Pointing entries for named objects
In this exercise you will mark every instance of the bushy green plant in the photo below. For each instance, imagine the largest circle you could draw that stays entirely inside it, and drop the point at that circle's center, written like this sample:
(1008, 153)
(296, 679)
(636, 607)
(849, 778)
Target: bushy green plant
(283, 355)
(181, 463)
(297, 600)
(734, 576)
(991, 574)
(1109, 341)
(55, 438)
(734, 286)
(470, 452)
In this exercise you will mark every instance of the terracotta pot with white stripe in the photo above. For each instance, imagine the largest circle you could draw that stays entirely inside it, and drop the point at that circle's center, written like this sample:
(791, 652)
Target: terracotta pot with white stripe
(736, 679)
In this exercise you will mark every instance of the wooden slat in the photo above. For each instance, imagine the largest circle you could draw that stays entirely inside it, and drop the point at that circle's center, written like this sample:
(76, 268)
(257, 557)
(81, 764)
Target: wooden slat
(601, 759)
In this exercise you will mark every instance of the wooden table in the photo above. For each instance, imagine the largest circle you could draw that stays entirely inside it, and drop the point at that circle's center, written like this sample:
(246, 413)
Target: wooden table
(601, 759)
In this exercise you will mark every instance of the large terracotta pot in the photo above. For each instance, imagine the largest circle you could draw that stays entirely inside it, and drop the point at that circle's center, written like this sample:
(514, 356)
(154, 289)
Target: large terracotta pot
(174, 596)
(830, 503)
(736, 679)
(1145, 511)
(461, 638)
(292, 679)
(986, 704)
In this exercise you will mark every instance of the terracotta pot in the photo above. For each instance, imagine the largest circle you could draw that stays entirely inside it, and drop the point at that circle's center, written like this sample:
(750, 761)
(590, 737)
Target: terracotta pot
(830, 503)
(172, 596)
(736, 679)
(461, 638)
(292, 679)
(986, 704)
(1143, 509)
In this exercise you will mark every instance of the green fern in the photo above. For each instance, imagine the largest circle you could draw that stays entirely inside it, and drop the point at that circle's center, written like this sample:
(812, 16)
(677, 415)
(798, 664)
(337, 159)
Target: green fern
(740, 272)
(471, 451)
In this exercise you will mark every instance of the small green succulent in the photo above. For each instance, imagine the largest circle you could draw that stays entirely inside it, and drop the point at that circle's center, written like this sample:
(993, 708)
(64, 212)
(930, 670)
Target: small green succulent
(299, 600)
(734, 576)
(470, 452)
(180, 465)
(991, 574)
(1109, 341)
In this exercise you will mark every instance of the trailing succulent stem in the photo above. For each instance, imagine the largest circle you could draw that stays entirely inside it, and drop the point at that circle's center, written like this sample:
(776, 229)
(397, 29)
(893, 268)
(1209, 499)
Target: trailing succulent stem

### TASK OBJECTIVE
Reproduce every line of the listing above without alteration.

### RESULT OF THE EXERCISE
In this exercise you will mark every instance of the bushy green plant in the photo below. For each instance, imagine the largest circle you could draw that stays entirely inside it, and drop the point at that circle's center, written like this sample:
(1008, 153)
(296, 679)
(636, 607)
(849, 778)
Target: bushy green plant
(283, 355)
(181, 463)
(297, 600)
(734, 576)
(991, 574)
(1109, 341)
(55, 438)
(734, 286)
(470, 452)
In this exercise you will mark every instance of the terracotta pot with white stripe in the photo above. For each instance, imagine the largest circle you could draw that stays entirely inside it, and drop the point at that circle's center, written like this sample:
(791, 652)
Target: terracotta pot with white stripe
(736, 679)
In this exercise you will mark every instance of the wooden slat in the photo above. For each instance, imagine the largest circle you could draw that stays entirely inside it, and drop the point at that circle's center, written like this sample:
(76, 268)
(257, 557)
(81, 764)
Target: wooden slat
(601, 759)
In this exercise you will mark every instance of the wooden table in the photo above. For each instance, imagine the largest circle you could draw that stays entirely inside it, and drop the point at that circle's center, written like this sample:
(246, 413)
Target: wooden table
(601, 759)
In this exercise you will mark every instance of the large terracotta pot in the photo above. For each instance, imagine the largest circle you could draw that stays entirely inside it, and drop the point at that circle's center, written like this sample:
(514, 356)
(154, 289)
Target: large terracotta pot
(174, 596)
(830, 503)
(736, 679)
(1145, 511)
(461, 638)
(292, 679)
(986, 704)
In this exercise you will mark every instance of the terracotta pot in the photo above. For each instance, imagine the largest circle you could draw that stays entirely inside it, and drop the point at that circle's center, written like this sample:
(750, 761)
(590, 737)
Target: terracotta pot
(830, 503)
(172, 596)
(736, 679)
(461, 638)
(292, 679)
(986, 704)
(1143, 509)
In this exercise you will mark every instance of the green fern in the photo above. For each instance, imagine the largest circle you could draw that stays entirely inside it, and drop the point at that circle's center, written like this sample:
(812, 16)
(677, 415)
(798, 664)
(337, 159)
Target: green fern
(740, 272)
(471, 451)
In this exercise you will mark every instance of the small green succulent in the photo above. For each instance, imagine the largest circle you could draw that stays entirely inside it, and drop the point at that circle's center, written like this sample:
(993, 708)
(64, 212)
(930, 670)
Target: small green succulent
(299, 600)
(734, 576)
(470, 452)
(180, 465)
(991, 574)
(1109, 341)
In this exercise you will mark every instance of the trailing succulent stem in the photo above. For each instance, imagine the largest circle you could draw that stays entirely inside it, and drop the point at that circle's center, written like this sample:
(776, 229)
(397, 29)
(893, 268)
(1209, 499)
Target: trailing succulent stem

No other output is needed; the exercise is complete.